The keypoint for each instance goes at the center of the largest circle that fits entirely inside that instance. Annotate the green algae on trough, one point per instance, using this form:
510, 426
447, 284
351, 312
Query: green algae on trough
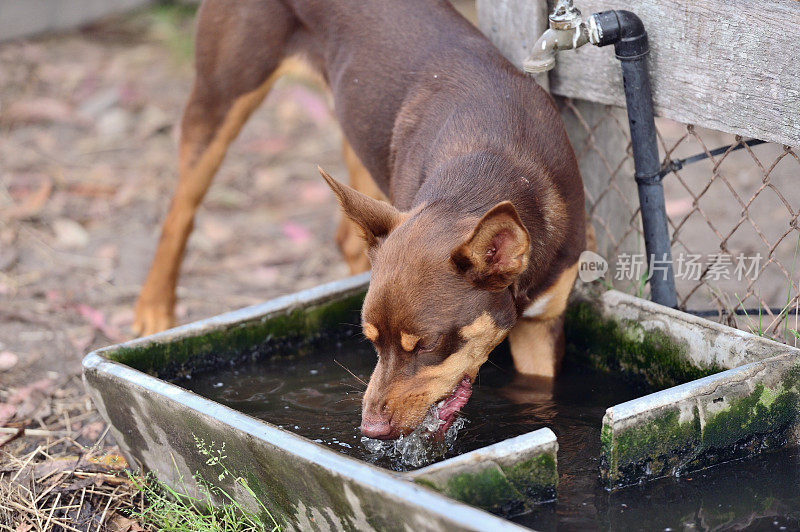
653, 356
504, 489
297, 326
749, 411
503, 478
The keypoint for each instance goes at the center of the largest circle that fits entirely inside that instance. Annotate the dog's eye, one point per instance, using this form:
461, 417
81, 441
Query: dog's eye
426, 347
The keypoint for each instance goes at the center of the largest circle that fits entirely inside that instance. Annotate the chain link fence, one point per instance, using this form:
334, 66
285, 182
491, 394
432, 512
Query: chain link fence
733, 208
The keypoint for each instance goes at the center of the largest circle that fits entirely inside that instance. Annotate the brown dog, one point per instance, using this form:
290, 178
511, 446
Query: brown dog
486, 222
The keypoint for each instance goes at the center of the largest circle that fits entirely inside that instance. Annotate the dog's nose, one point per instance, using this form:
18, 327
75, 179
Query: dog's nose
375, 428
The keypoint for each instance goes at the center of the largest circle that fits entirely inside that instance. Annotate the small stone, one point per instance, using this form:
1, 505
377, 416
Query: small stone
8, 360
70, 234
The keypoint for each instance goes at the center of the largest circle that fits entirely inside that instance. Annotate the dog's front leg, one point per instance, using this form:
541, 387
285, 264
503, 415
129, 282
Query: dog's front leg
537, 339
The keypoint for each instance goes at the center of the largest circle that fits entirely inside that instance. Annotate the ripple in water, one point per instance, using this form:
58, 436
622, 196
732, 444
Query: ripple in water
424, 446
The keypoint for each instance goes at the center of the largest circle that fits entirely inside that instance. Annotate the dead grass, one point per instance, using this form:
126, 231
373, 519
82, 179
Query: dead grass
57, 470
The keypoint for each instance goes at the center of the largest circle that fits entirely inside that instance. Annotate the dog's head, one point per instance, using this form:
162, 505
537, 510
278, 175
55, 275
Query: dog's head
438, 303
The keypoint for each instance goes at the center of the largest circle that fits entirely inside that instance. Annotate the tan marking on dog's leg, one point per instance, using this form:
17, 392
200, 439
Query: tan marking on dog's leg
537, 339
155, 306
370, 331
348, 235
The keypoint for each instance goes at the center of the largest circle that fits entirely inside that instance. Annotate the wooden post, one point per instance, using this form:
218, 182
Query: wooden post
607, 170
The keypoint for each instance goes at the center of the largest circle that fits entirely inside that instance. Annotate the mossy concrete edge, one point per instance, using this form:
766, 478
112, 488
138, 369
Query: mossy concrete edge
731, 415
507, 477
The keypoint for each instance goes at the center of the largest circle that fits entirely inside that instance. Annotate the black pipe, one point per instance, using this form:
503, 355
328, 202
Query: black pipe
626, 32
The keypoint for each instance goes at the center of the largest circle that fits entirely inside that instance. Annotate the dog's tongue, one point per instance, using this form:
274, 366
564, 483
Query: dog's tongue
456, 402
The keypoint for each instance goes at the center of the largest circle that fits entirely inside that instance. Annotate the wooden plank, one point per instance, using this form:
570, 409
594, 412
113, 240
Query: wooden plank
21, 18
514, 25
730, 65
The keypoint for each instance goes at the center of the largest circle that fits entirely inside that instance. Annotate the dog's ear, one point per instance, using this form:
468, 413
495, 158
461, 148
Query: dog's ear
496, 251
376, 218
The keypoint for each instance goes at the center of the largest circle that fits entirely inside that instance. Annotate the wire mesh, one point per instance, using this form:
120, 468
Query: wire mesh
733, 217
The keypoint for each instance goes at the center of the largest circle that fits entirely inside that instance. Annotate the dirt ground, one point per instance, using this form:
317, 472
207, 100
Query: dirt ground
88, 156
87, 167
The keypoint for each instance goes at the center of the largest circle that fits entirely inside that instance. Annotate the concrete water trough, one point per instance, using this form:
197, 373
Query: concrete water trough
724, 394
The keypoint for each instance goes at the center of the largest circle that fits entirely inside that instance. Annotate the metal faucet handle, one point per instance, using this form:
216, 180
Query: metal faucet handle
565, 16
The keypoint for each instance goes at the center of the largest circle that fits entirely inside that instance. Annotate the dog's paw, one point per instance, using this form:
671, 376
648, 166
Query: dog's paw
151, 318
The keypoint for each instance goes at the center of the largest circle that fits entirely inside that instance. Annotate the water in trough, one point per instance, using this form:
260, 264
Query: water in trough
316, 397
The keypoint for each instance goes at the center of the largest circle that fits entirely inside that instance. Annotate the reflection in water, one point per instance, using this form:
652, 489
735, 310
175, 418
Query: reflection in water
315, 397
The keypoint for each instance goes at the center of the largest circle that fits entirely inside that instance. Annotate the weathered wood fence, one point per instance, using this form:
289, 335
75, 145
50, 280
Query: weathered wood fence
731, 66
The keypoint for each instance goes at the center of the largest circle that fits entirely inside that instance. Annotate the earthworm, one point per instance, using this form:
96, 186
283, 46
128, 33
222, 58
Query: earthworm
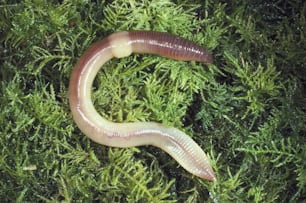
121, 44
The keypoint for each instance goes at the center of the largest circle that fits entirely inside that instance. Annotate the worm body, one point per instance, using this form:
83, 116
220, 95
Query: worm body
176, 143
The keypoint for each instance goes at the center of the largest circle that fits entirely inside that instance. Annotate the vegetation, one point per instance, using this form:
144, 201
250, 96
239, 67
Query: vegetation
247, 110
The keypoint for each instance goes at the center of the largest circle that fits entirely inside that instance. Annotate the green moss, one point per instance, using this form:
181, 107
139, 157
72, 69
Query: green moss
247, 110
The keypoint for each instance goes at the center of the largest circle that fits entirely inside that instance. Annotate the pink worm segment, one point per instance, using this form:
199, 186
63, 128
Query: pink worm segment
175, 142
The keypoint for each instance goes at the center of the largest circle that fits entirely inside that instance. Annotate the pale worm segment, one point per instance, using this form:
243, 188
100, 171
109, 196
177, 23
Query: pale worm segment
175, 142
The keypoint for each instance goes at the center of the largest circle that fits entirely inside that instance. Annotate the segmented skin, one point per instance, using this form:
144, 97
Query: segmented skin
121, 44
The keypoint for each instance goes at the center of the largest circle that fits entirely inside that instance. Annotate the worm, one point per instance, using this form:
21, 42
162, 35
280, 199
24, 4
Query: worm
121, 44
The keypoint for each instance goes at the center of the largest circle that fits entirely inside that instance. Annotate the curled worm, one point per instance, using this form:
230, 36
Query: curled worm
175, 142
--------
◆ Exercise instructions ◆
Print all entries exactly, without images.

◆ Response box ◆
The keypoint for each instance goes at the center of the largest circle that fits entirely inside that instance. Annotate the green algae on trough, one point per instance, using this form:
510, 426
447, 284
351, 312
Query: green algae on trough
653, 356
504, 489
297, 326
749, 411
503, 478
The keypoint for each instance goes at the center of the largest circle that fits entirely inside that instance. Annotate the dog's eye, one point per instance, using this form:
461, 417
81, 441
Query: dog's eye
426, 347
The keypoint for each instance goes at the center of the largest circle that fits entirely inside that instance. Annotate the chain link fence, one point per instance, using this form:
334, 66
285, 182
491, 394
432, 512
Query: chain link fence
733, 208
The keypoint for each instance goes at the center of the largest circle that fits entirely inside that instance. Annotate the brown dog, one point per instance, using this form:
290, 178
511, 446
Query: brown dog
486, 222
The keypoint for each instance goes at the center of the largest circle that fits entirely inside that instance. Annotate the dog's nose, one point per instance, using this form:
18, 327
75, 179
Query: dog's nose
375, 428
The keypoint for each instance goes at the center of the largest circle that fits entirely inside that instance. Annotate the small stone, one point per instance, using this form:
1, 505
377, 416
Query: small stone
8, 360
70, 234
The keypoint for each instance goes at the center of the largest circle that fits entirely inside that instance. Annotate the dog's front leg, one point per instance, using this form:
541, 387
285, 264
503, 415
129, 282
Query: dog's front leg
537, 339
The keypoint for each instance goes at the center of the largest circle that fits entirely inside that instance. Annotate the ripple in water, one point per instance, using this form:
58, 436
622, 196
732, 444
Query: ripple in water
424, 446
The keypoint for each instance goes at the center of the largest circle that fits entirely inside that instance. Annotate the dead grass, one point per instance, using this form:
126, 231
373, 519
82, 179
Query: dead grass
57, 470
The keypoint for each instance goes at the center of the largest circle that fits entirely inside that instance. Annotate the dog's head, one point per instance, using this form:
162, 505
537, 510
278, 175
55, 275
Query: dog's head
438, 303
The keypoint for each instance goes at the center of the largest circle that fits entirely inside that instance. Annotate the tan marking on dog's leg, one point per instance, using this form:
17, 392
200, 439
Query: tan marking on dog's leg
537, 339
155, 306
370, 331
348, 235
The keypoint for each instance goes at the center of the largest circle that fits entirely inside that instance. Annotate the wooden post, one point per instance, using this form:
218, 182
Query: wooden post
607, 170
The keypoint for each instance goes at the center of the largest circle that fits entirely inside that instance. Annotate the mossy concrete edge, one point per instance, using this form:
766, 478
112, 488
138, 369
Query: mossy concrete edge
731, 415
507, 477
The keypoint for each instance goes at the center of the largest circle that fits entirely inside that instance. Annotate the black pipe, one point per instance, using this form:
503, 355
328, 202
Query: black pipe
626, 32
The keypoint for each instance goes at the center of the largest circle that fits entirely inside that instance. Annotate the dog's tongue, one point per instance, using this form:
274, 366
564, 483
Query: dog's tongue
456, 402
The keypoint for each instance goes at the center of the largest circle that fits entirely inside that instance. Annotate the wooden plank, one point per instance, using this form:
570, 409
594, 412
113, 240
Query: wooden plank
21, 18
514, 25
730, 65
The keypoint for each instance goes at the center of the largest circle that fits entirely inside that instance. Annotate the dog's ear, one point per instance, using this form:
468, 413
495, 158
461, 148
Query: dog's ear
496, 251
376, 218
The keypoint for each instance goes at the center of the largest circle that fits entirely inside that instance. Annotate the wire mesh, one point per instance, using this form:
120, 468
Query: wire mesh
733, 217
The keypoint for each instance goes at the center of the largest circle that fits entirely inside that instance. Annotate the dirt ground, one point per instance, using this form:
317, 472
207, 100
Query: dirt ground
88, 156
87, 167
The keypoint for each instance goes at the center of the largest circle that fits entirely inside that instance. Annotate the concrete water trough, one point per instance, using this form:
197, 373
Query: concrete water trough
724, 394
The keypoint for each instance goes at the center of the largest circle that fits entirely inside that instance. Annotate the metal faucet handle, one point per instance, using this form:
216, 180
Query: metal faucet handle
565, 16
The keypoint for each instance goes at the center of the largest circle that fits entirely inside that instance. Annotate the dog's paw, one point per instance, using this form:
671, 376
648, 166
Query: dog's paw
151, 318
The keypoint for each instance goes at the center of the largest circle that fits entirely inside that instance. Annotate the water in trough, one point per instance, using this form:
260, 264
Query: water in trough
316, 397
The keypoint for each instance goes at the center of the largest circle that fits entirely inside that instance. Annotate the reflection in water, one point per instance, using this form:
652, 489
735, 310
175, 418
Query: reflection in water
315, 397
The keypoint for each instance goes at the center of the largest circle that fits entirely inside that instance. Annotate the weathered wood fence, one point per instance, using this form:
289, 335
75, 145
50, 280
Query: weathered wood fence
731, 66
The keypoint for each instance goes at the center of the largest circle that fits entirely inside that instance. Annotate the earthworm, one point per instance, using this form:
96, 186
283, 46
128, 33
222, 58
Query: earthworm
121, 44
The keypoint for each instance goes at the center of the largest circle that fits entirely inside that instance. Annotate the worm body, one point per instance, using this form:
83, 116
220, 95
Query: worm body
176, 143
The keypoint for each instance goes at the center of the largest circle that fits entirely inside that instance. Annotate the vegetation, one point per instance, using this form:
144, 201
250, 96
239, 67
Query: vegetation
247, 110
The keypoint for each instance goes at the center of the largest circle that fits entirely inside that instance. Annotate the green moss, one point per instance, using this form:
181, 107
139, 157
72, 69
Query: green moss
247, 110
The keypoint for each instance goes at the center of the largest circle that fits entirely inside that instance. Annotate the pink worm segment, one point per instance, using this form:
199, 186
63, 128
Query: pink worm segment
175, 142
The keypoint for each instance goes at the center of the largest circle that fits entirely inside that instance. Annotate the pale worm segment, one point per instance, using this form:
243, 188
100, 171
109, 196
177, 23
Query: pale worm segment
175, 142
The keypoint for each instance goes at the center of the largest circle that fits entirely inside that instance. Annotate the segmented skin, one point per instance, using this form:
144, 97
Query: segmented skin
121, 44
The keypoint for each instance goes at the center of the largest circle that fits entirely inside that instance. Annotate the worm, one point per instance, using this form:
21, 42
162, 35
280, 199
24, 4
Query: worm
121, 44
The keypoint for each instance goes at the center of the largest circle that fits entirely inside that instance. Annotate the curled worm, one point per instance, using this form:
230, 36
Query: curled worm
175, 142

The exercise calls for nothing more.